# GIVEN EXERCISE
Which lines of the data below contain the word "green"? Copy each of them out in full.

# PROVIDED DATA
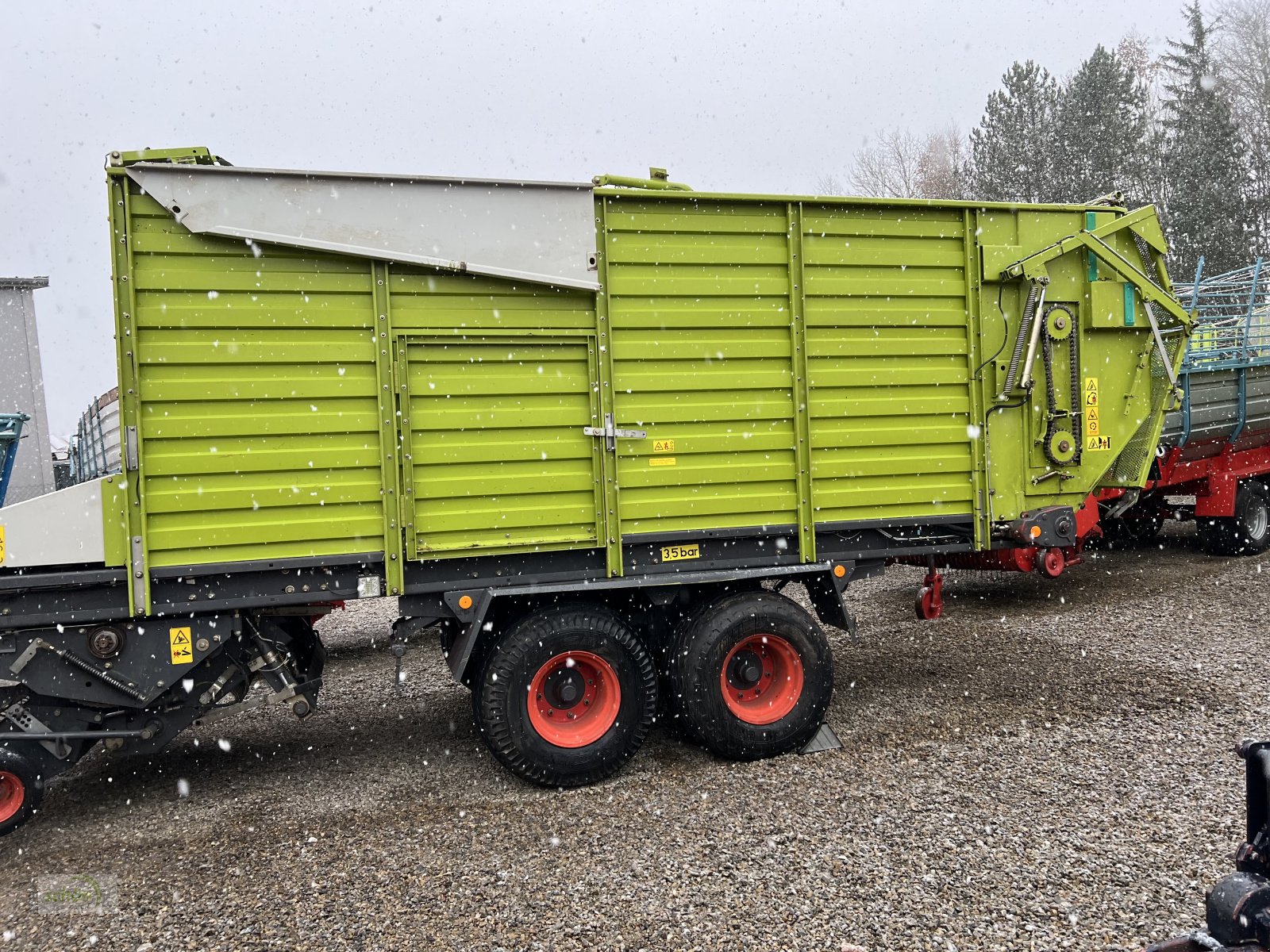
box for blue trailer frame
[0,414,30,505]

==

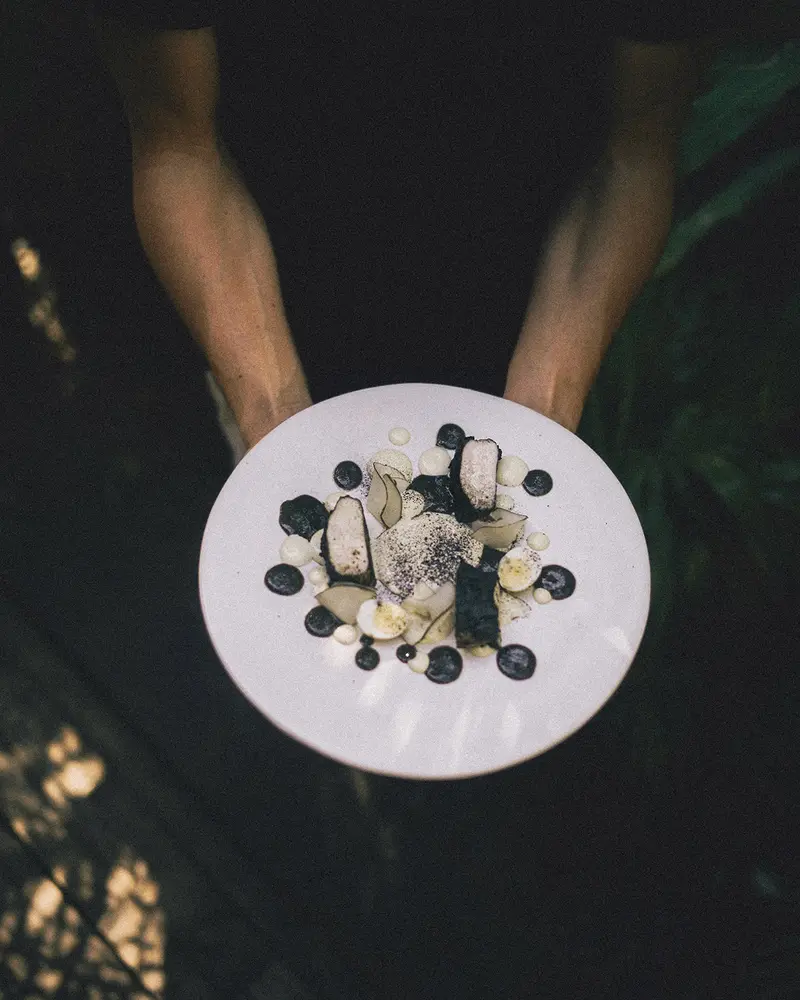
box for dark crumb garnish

--

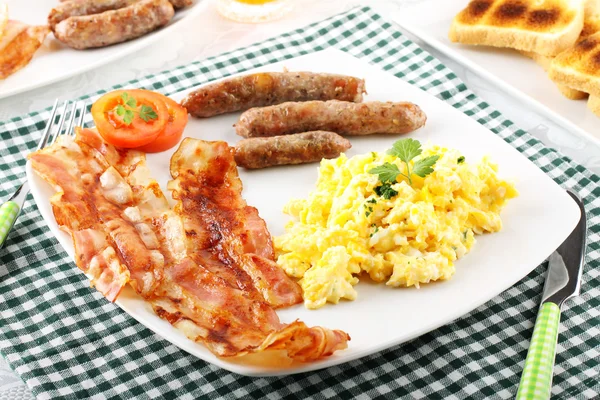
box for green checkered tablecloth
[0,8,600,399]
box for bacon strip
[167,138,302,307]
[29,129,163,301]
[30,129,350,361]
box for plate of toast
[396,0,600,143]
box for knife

# THE OUTPUT
box for green checkered tablecloth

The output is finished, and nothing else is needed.